Text segment:
On our recent trip to Slovenia, bees and honey seemed to be everywhere. My husband and I saw old-fashioned beehives displayed in museums. We sampled honey in the Central Market. And we had the great pleasure of meeting the beekeeper father of my chef friend Mateja. (You'll be hearing about her amazing restaurant in a future post!)
I had tried to make medenjaki five years earlier during the holiday season, but I wasn't satisfied with the results. So I decided to try again this year, a few days before the annual Christmas party at the Slovenian Hall in San Francisco.
For guidance, I drew on two cooking authorities, one American and one Slovenian.
My first step was to turn to the Slovenian Union of America (formerly the Slovenian Women's Union of America), the venerable organization that put together Woman's Glory: The Kitchen, the classic mid-century cookbook that inspired my own culinary journey. Last year, the SUA also gave me the great honor of being the first recipient of their new Literary Award. (Submissions are now open for 2020!)
The SUA recipe for medenjaki, which can be viewed on the organization's website, was contributed by president Mary Lou Voelk. Her instructions are clear and detailed and her enthusiasm is contagious.
But then I discovered the Ana Roš recipe posted on the "I Feel Slovenia" tourist website, which has a whole section devoted to the country's rich tradition of beekeeping. I could not pass up a chance to try what the Slovenian government declares are "the world’s best female chef’s favourite honey biscuits." Unfortunately, this celebrity chef's recipe, while intriguing, offers minimalist instructions.

To-do list:
1. From the medenjaki text, extract the passage between "The SUA recipe" and "enthusiasm is contagious.", inclusive.
2. Rewrite the records between the lines holding "the white minibus" and "[[71, 98], [29, 91], [86, 95], [137, 101]]", inclusive, keeping the requests unchanged. Decrease every coordinate in the answers by 70, and leave the sample coordinates in the requests as they are.

Input:
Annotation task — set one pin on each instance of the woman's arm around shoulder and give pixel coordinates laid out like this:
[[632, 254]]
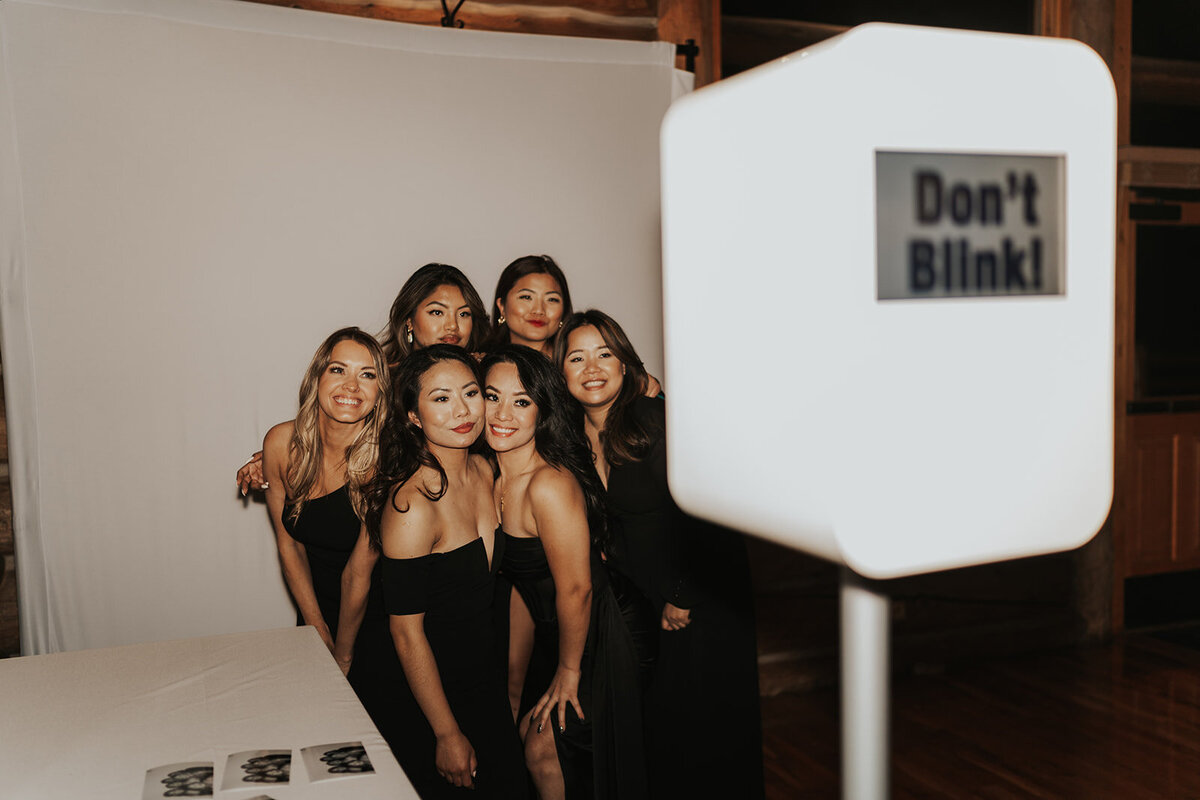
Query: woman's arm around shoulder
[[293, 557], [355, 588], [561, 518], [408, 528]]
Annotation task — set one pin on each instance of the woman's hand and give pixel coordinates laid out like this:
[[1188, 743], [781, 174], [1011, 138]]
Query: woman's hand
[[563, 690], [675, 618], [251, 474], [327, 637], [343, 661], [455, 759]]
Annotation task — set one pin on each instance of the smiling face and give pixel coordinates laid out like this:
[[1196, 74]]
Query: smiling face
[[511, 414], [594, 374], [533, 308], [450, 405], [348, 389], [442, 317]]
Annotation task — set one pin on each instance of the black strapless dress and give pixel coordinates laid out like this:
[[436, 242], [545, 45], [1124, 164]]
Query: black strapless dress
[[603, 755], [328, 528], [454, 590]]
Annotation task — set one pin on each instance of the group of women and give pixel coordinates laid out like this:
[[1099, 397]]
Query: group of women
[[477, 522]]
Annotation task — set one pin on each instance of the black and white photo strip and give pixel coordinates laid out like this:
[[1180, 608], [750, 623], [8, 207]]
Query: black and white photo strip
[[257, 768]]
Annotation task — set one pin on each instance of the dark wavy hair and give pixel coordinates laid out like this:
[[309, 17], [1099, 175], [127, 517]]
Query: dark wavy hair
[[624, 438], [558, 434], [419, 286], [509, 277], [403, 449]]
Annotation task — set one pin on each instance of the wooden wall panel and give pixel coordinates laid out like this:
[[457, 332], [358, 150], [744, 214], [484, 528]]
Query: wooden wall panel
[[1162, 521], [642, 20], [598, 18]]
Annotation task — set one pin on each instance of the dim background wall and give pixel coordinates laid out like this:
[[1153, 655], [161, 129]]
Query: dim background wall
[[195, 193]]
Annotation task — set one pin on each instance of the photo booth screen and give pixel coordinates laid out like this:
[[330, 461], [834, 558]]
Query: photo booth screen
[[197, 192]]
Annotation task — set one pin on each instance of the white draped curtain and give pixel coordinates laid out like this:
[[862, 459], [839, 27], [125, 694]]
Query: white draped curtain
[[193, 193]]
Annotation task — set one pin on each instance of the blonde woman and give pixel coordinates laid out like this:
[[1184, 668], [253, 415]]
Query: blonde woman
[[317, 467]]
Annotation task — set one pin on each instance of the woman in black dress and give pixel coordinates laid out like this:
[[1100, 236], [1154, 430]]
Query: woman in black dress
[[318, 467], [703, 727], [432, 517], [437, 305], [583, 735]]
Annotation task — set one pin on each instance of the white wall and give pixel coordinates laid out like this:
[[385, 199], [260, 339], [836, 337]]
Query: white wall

---

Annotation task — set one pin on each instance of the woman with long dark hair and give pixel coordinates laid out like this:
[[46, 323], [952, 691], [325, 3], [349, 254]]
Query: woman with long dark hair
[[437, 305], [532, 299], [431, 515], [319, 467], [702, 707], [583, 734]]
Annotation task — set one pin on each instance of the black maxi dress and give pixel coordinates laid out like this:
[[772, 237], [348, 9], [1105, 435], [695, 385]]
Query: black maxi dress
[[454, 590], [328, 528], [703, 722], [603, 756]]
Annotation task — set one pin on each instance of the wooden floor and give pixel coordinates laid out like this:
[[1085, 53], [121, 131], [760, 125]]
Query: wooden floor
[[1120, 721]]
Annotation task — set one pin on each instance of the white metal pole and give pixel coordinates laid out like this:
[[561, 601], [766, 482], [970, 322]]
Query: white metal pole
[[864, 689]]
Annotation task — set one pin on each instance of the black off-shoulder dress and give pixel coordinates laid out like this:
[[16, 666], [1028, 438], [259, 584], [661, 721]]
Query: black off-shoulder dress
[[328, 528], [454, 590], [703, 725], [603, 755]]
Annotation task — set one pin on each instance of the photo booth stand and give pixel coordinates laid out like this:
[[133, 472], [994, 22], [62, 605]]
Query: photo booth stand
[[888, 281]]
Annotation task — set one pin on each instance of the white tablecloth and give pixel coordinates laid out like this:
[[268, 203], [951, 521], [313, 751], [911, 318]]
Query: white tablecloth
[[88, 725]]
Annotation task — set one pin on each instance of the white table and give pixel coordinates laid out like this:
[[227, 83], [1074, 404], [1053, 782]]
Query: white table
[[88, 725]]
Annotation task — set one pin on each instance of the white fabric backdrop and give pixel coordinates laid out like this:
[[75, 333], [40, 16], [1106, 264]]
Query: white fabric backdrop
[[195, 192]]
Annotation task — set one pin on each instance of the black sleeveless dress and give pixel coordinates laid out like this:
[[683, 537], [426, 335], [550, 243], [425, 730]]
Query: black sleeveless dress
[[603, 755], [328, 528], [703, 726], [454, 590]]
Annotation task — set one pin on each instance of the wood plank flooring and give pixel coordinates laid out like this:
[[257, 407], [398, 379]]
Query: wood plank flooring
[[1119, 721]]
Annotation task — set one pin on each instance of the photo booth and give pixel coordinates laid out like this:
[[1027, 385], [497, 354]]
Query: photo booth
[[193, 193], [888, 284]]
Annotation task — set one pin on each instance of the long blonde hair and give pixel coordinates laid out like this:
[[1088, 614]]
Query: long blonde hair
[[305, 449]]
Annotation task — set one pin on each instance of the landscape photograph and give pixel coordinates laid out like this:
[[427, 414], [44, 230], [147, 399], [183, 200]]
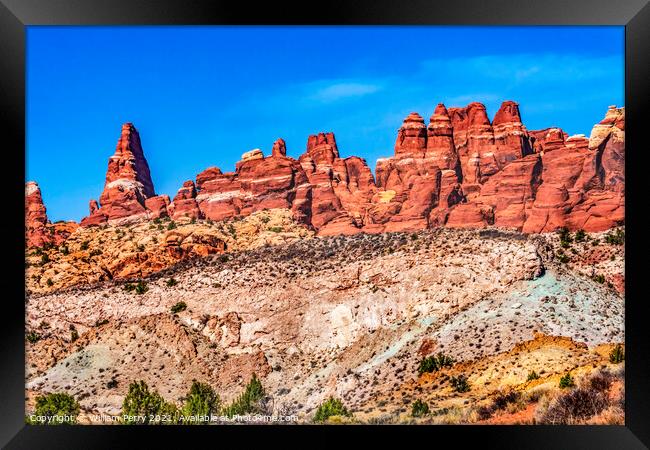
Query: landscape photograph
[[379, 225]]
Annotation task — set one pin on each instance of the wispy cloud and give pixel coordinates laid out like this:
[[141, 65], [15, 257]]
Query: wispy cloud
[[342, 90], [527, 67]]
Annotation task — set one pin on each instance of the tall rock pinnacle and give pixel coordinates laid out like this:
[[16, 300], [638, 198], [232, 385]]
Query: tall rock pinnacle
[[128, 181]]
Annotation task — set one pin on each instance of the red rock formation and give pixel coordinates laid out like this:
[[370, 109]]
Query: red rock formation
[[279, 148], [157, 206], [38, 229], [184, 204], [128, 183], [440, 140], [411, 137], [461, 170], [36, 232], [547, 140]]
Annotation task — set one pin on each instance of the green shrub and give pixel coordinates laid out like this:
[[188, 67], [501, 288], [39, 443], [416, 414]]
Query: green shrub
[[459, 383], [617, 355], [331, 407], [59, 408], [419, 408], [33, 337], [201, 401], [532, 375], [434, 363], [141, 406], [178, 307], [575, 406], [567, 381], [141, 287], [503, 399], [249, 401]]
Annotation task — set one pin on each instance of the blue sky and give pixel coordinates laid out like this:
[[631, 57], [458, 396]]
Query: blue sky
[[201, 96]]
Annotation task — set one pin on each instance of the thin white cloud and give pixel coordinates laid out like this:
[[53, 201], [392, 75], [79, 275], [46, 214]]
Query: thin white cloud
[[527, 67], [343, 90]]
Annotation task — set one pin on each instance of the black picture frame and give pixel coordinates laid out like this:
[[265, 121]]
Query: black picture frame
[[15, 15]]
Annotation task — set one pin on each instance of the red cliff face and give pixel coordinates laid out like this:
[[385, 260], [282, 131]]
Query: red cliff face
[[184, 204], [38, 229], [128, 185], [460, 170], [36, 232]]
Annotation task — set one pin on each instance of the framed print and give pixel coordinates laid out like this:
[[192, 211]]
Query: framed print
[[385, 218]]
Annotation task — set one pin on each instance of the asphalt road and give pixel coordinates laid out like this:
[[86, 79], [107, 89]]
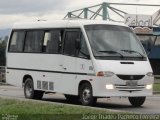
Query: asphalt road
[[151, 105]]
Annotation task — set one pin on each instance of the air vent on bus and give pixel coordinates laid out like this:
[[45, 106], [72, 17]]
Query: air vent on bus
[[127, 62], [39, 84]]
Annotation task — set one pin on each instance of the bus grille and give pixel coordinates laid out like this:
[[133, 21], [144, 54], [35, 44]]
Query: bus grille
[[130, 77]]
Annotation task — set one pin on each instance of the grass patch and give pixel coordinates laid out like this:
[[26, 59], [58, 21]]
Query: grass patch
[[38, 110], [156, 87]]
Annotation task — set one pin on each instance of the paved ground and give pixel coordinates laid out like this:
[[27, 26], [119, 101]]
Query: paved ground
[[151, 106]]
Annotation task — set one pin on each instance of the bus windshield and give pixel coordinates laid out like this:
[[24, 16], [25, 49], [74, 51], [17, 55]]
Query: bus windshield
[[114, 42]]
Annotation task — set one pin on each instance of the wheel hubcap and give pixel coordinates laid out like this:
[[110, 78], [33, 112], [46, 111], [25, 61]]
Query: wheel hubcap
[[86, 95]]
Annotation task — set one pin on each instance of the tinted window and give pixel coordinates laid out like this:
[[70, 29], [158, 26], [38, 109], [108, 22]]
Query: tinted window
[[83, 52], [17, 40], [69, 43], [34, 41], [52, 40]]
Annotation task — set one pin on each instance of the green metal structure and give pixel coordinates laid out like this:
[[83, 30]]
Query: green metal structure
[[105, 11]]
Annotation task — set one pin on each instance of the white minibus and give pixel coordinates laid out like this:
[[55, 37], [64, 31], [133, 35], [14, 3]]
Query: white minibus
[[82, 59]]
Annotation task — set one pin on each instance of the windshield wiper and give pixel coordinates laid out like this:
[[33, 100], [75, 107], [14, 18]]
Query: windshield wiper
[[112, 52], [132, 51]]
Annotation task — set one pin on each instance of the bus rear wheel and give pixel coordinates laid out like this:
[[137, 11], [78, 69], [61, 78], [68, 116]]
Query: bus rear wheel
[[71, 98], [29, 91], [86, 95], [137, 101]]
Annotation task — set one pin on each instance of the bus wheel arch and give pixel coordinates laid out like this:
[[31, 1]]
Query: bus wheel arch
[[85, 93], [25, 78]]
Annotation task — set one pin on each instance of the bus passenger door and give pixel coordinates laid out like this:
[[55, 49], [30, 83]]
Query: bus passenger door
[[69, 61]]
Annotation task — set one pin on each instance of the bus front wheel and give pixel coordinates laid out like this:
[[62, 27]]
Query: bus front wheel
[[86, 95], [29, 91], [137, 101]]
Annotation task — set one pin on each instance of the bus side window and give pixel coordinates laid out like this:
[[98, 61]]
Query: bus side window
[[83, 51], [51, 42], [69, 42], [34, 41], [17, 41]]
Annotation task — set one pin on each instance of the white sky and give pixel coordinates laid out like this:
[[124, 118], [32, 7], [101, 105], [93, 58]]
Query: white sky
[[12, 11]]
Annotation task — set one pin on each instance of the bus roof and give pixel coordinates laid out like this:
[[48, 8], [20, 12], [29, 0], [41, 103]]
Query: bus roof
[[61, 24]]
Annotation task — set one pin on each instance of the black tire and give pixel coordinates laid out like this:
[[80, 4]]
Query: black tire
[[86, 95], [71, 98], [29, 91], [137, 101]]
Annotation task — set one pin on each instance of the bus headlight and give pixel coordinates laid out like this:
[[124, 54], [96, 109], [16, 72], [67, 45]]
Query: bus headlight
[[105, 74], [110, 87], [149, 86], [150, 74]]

Task-by-task results:
1.
The SUA recipe for medenjaki, which can be viewed on the organization's website, was contributed by president Mary Lou Voelk. Her instructions are clear and detailed and her enthusiasm is contagious.

2.
Annotation task — set one pin on each instance of the white minibus and give pixel coordinates laid out like this:
[[55, 37], [64, 31], [133, 35], [14, 3]]
Query: white minibus
[[12, -11]]
Annotation task — set one pin on each instance of the windshield wiper and give pixel coordinates laid out like this:
[[33, 100], [75, 107], [14, 18]]
Query: windshield wiper
[[42, -18], [62, -19]]
Annotation task — set one pin on each instance of the bus rear wheel and give pixel coordinates laid out like this:
[[137, 11], [78, 69], [61, 78], [68, 116]]
Query: bus rear wheel
[[1, 28], [-41, 21], [16, 25], [67, 31]]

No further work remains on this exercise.